> _To do_: Count the lines below that contain the string "deer" and give only that number.

> _Material supplied_:
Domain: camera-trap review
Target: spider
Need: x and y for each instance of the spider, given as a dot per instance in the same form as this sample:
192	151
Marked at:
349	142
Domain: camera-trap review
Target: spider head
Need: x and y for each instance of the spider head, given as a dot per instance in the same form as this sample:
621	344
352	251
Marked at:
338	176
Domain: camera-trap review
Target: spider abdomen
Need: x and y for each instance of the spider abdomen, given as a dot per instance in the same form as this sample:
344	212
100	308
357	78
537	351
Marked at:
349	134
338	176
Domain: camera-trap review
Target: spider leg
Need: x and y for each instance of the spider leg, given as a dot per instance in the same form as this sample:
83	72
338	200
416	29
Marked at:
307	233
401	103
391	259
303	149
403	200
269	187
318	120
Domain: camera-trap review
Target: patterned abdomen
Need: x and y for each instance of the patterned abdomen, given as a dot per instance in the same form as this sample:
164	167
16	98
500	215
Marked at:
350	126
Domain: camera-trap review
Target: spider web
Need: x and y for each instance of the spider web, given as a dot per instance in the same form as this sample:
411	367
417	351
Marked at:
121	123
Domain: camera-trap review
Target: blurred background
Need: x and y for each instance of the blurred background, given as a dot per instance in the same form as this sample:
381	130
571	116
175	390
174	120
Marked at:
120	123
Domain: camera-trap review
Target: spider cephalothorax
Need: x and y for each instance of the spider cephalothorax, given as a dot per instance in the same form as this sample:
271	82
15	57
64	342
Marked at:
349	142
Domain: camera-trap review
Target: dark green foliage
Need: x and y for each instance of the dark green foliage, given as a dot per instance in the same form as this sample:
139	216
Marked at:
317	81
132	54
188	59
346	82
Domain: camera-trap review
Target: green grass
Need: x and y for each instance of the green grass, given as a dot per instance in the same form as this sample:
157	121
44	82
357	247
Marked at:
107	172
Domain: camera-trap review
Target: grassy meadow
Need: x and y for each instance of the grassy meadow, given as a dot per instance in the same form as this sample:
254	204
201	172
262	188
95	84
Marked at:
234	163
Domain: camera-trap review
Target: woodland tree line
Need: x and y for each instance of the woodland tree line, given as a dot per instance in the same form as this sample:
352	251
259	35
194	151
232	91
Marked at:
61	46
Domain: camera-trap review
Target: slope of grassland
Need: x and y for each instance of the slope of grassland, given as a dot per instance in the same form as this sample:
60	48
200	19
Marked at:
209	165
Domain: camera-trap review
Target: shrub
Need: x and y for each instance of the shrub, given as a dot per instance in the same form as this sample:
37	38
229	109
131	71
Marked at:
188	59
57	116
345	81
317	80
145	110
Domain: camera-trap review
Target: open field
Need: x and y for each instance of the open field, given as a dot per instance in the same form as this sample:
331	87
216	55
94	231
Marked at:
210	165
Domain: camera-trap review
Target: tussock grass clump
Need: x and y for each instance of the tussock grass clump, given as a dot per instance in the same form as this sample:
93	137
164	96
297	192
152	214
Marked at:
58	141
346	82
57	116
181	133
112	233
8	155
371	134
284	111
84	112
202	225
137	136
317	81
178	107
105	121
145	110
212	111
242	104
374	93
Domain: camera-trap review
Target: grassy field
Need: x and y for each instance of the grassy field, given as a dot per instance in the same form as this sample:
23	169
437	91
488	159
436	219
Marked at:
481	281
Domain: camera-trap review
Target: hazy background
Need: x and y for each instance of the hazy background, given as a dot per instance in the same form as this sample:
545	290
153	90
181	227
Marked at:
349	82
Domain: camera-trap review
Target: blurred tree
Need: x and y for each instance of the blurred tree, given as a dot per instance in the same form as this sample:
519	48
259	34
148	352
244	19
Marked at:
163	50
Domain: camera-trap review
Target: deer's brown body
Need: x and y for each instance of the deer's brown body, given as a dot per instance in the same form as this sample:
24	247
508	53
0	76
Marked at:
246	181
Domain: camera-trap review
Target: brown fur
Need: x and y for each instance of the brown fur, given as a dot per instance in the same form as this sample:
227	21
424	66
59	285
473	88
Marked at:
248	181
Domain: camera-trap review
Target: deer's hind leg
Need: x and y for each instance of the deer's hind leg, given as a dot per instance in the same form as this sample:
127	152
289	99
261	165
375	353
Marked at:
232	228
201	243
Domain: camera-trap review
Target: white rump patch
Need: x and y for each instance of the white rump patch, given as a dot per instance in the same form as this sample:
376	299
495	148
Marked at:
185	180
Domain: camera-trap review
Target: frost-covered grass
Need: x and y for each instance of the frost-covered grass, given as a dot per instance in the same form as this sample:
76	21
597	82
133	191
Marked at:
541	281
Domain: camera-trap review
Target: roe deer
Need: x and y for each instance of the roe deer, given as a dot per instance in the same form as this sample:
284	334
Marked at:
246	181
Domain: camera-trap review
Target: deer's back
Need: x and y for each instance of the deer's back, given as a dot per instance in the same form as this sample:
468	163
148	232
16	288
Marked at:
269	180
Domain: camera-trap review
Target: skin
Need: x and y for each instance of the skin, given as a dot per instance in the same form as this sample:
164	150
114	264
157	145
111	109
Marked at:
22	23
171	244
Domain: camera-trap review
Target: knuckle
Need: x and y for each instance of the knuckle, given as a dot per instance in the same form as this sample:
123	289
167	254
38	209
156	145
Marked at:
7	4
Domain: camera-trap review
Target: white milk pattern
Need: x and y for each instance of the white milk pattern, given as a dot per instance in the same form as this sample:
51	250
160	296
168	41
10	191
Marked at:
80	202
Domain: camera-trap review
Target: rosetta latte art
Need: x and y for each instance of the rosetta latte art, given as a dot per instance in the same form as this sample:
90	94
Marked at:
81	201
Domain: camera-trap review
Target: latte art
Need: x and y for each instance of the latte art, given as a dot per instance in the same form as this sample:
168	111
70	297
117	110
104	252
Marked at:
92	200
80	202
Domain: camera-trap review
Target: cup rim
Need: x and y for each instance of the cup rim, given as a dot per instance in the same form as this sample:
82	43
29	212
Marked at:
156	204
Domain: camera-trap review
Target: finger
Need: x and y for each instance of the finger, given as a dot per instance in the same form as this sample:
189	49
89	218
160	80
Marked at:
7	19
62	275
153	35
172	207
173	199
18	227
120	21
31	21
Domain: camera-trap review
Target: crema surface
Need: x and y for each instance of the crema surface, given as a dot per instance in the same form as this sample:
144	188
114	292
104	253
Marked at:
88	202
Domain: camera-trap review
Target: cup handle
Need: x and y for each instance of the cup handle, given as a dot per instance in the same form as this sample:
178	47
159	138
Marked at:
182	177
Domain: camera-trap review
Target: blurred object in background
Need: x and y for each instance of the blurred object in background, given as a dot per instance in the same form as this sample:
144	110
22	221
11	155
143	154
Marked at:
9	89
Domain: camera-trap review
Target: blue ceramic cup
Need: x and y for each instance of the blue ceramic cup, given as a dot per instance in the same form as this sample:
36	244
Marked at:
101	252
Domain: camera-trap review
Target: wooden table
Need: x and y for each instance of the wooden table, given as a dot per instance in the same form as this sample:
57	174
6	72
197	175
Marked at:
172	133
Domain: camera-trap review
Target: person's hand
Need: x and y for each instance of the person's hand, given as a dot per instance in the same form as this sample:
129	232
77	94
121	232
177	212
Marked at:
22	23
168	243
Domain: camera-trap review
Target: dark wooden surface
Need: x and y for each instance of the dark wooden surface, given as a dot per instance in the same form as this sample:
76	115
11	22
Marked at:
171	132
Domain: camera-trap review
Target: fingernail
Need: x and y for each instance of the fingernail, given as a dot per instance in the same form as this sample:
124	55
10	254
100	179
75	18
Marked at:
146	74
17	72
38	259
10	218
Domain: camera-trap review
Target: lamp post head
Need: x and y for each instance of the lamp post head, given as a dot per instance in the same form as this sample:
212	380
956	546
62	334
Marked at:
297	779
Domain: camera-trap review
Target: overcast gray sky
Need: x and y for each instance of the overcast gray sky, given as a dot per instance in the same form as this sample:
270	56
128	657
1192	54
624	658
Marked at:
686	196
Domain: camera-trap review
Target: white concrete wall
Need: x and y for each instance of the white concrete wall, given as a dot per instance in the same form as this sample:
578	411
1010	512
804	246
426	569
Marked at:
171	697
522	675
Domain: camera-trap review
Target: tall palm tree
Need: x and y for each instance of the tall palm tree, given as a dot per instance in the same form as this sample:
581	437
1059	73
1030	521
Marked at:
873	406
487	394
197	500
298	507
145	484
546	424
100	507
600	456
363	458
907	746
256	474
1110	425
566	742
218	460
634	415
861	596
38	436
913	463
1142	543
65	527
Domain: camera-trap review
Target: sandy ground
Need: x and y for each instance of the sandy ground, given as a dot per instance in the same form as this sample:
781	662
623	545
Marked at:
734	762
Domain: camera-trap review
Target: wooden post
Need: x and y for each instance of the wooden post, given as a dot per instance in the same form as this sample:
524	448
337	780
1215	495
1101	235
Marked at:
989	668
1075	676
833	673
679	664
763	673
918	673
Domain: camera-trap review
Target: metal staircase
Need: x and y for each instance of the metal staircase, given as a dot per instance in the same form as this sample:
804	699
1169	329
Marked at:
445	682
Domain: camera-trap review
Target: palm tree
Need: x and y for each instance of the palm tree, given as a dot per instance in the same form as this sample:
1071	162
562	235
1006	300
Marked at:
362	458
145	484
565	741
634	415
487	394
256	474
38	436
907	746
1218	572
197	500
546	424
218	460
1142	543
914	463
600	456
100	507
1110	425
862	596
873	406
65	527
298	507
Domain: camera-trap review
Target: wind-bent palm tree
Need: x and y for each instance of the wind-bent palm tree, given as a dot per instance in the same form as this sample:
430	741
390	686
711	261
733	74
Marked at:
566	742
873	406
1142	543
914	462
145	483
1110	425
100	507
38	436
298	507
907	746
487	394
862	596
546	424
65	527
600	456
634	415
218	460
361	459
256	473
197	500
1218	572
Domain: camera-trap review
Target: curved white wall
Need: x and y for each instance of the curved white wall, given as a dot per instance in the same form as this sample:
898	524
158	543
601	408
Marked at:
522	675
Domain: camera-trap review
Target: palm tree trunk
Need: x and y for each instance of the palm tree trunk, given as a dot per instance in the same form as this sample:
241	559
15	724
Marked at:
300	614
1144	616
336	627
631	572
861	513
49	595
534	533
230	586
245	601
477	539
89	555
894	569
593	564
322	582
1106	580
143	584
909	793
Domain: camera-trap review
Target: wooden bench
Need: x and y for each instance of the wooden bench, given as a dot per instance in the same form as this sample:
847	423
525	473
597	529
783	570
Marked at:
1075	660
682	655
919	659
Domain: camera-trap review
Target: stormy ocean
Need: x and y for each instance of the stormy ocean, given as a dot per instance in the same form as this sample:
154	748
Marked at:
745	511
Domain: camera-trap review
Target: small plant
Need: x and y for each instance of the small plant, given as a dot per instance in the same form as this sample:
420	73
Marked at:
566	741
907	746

> _Exercise output_: 8